> **PROBLEM**:
Nothing but the lines from the one containing "Target: tree line" to the end of the data should be returned, each exactly as written.

Start of DATA PROVIDED

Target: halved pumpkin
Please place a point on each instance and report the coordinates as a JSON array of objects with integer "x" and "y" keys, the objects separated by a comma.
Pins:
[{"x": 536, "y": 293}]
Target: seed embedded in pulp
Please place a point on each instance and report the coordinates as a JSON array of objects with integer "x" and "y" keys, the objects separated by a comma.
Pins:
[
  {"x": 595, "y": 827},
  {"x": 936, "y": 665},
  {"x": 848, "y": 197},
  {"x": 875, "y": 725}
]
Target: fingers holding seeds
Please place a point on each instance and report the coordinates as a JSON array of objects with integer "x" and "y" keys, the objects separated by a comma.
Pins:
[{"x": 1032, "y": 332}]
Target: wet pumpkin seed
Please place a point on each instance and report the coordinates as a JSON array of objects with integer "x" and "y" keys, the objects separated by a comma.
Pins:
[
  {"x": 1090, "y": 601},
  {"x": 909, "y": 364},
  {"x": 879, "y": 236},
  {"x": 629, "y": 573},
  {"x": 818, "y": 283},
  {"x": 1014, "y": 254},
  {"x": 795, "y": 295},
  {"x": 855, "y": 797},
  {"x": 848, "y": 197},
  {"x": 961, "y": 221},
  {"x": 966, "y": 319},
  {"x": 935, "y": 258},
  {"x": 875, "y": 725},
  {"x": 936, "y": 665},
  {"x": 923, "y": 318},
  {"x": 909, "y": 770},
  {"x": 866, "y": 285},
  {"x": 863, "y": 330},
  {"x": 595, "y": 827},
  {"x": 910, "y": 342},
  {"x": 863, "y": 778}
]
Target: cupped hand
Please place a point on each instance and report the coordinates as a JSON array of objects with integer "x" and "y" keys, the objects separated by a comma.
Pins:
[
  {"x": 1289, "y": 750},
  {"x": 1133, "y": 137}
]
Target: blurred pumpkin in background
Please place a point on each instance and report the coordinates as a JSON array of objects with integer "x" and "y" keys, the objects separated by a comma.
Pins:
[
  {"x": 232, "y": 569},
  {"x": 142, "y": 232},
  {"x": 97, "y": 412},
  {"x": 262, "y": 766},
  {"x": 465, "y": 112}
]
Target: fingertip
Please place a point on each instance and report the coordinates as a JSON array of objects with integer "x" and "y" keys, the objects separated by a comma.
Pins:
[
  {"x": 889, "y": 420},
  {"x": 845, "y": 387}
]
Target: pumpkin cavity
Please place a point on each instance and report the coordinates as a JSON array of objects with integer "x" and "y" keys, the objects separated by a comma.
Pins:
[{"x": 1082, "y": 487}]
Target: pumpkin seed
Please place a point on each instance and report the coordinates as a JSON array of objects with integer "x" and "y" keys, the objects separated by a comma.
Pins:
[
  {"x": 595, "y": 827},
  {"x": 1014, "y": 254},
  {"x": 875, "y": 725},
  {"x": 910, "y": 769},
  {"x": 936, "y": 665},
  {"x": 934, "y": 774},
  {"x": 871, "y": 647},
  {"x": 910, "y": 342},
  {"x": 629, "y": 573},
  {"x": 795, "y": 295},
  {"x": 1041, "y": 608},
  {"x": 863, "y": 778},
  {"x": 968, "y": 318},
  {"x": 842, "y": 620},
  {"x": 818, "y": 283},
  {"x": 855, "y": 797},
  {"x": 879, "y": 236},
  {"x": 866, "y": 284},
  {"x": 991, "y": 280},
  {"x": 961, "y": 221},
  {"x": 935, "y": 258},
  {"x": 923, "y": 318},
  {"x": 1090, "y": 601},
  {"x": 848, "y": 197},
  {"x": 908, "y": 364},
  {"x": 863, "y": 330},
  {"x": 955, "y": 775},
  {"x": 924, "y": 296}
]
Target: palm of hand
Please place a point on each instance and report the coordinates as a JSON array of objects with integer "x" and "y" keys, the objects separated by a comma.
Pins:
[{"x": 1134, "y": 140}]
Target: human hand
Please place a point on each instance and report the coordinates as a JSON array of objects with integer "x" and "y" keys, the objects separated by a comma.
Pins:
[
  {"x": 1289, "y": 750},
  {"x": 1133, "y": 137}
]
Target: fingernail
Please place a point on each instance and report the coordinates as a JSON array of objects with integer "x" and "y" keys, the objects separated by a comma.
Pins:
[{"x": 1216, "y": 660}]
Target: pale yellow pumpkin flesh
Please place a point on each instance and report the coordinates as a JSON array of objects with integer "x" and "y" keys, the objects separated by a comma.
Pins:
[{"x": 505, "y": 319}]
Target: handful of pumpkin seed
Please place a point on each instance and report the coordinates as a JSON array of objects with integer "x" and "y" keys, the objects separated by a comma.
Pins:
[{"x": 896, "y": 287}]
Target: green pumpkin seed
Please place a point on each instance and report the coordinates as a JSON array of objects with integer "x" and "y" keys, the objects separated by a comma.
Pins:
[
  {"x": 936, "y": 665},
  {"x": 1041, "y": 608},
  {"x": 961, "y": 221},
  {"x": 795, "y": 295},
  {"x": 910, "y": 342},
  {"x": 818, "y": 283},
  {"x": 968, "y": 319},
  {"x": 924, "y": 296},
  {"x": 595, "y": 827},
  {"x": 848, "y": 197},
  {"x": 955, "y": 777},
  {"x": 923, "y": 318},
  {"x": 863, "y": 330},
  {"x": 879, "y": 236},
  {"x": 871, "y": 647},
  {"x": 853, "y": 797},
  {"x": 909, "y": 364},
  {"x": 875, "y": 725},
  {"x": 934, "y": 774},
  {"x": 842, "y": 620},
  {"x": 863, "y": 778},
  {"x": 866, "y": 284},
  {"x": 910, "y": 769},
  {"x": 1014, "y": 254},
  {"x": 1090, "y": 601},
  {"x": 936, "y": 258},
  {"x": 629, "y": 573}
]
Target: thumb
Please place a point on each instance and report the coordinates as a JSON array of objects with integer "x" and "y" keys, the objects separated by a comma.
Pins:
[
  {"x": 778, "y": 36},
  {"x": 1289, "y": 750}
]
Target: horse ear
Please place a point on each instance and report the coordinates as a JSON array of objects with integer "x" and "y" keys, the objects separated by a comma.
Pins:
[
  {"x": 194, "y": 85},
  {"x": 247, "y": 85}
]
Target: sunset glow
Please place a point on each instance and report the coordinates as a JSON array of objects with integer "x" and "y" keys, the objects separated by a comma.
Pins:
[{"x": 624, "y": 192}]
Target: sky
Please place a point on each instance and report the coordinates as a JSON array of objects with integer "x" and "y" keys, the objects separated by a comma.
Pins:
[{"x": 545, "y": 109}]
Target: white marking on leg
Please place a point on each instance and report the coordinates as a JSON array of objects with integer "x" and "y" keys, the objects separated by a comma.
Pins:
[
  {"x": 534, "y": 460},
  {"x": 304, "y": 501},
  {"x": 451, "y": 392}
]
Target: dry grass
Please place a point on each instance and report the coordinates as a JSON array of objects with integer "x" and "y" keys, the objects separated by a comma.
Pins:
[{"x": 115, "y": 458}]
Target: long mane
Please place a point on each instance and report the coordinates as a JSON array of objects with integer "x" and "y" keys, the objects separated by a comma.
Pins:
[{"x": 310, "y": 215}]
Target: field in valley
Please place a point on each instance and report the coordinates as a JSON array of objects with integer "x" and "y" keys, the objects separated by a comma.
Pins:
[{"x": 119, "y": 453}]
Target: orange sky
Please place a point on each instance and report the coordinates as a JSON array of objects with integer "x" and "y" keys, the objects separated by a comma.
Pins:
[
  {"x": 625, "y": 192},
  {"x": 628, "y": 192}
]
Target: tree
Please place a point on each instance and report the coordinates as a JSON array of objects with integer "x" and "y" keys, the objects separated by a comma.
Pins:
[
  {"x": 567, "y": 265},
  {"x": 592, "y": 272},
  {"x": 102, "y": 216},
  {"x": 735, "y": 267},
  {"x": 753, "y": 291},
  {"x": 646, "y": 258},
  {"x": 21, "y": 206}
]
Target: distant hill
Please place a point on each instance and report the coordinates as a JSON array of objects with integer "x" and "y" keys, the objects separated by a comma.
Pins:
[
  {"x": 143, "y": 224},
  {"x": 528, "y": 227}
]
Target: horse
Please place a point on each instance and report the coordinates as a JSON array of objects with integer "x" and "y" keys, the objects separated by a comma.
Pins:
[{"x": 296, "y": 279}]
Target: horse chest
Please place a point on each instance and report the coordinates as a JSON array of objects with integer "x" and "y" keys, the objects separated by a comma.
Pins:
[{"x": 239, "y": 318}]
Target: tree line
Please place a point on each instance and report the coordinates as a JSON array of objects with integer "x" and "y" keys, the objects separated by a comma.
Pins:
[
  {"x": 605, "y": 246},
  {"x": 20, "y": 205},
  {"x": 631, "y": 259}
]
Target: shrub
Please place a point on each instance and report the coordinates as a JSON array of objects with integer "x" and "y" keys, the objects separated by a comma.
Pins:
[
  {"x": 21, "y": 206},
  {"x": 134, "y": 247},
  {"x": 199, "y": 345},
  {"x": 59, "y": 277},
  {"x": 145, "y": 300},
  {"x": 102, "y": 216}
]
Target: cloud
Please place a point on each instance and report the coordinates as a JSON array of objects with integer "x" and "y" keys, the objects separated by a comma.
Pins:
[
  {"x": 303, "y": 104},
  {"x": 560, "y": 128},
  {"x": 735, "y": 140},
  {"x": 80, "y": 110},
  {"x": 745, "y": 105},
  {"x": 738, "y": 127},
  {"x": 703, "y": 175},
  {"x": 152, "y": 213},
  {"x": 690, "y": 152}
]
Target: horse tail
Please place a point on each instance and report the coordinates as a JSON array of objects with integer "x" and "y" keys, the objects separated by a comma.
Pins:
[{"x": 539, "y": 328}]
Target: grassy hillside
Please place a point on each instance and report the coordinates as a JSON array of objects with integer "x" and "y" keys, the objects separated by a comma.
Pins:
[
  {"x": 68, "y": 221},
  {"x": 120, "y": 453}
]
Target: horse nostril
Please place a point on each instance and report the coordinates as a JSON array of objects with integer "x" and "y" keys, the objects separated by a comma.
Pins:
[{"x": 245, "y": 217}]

End of DATA PROVIDED

> **RESPONSE**:
Target: tree line
Please place a point on each instance and report the coordinates as a JSON array of objects with integer "x" and "y" keys, the objects separated by a comma.
Pins:
[
  {"x": 605, "y": 246},
  {"x": 20, "y": 205},
  {"x": 631, "y": 259}
]
Target: shrub
Please place a point on each instance and report the coordinates as a JSON array of objects with integer "x" and "y" keys, the objects separated by a comma.
Pins:
[
  {"x": 21, "y": 206},
  {"x": 134, "y": 247},
  {"x": 199, "y": 345},
  {"x": 59, "y": 277},
  {"x": 145, "y": 300},
  {"x": 102, "y": 216}
]
Target: cloud
Please place a point on each instance and report the coordinates as a JSON array of objects with integer "x" and "y" keys, the objects separated by a comma.
Pins:
[
  {"x": 303, "y": 104},
  {"x": 560, "y": 128},
  {"x": 735, "y": 140},
  {"x": 80, "y": 110},
  {"x": 745, "y": 105},
  {"x": 738, "y": 127},
  {"x": 703, "y": 175},
  {"x": 152, "y": 213},
  {"x": 690, "y": 152}
]
Target: horse tail
Please place a point on each instance and report the coordinates as a JSON array of objects with integer "x" and "y" keys, the objects separated by a comma.
Pins:
[{"x": 539, "y": 328}]
Target: grassy hillside
Please place a point on each instance and report the coordinates as a JSON array of objects with integer "x" and "y" keys, the objects separated by a comma.
Pins:
[
  {"x": 68, "y": 221},
  {"x": 120, "y": 453}
]
Target: horse nostril
Please place a point on each instance and report the coordinates as a JSON array of objects with integer "x" and "y" keys, the objects separated by a comma.
Pins:
[{"x": 245, "y": 217}]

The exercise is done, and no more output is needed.